▶ [TASK INPUTS]
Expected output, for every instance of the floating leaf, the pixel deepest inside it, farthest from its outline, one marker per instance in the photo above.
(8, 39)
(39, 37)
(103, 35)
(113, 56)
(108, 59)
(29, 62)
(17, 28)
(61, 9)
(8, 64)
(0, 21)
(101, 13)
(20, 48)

▶ [GIVEN PROBLEM]
Rewrite the material above, replacing "floating leaf" with "leaf" and leaving everything else unchanged.

▶ [FULL ANSWER]
Expected output, for every instance of the leaf, the pixel deepest inside it, farthest from its outline, one marker per instance in the photo above.
(8, 39)
(39, 37)
(103, 35)
(113, 56)
(108, 59)
(29, 62)
(17, 28)
(61, 9)
(8, 64)
(0, 21)
(101, 13)
(20, 48)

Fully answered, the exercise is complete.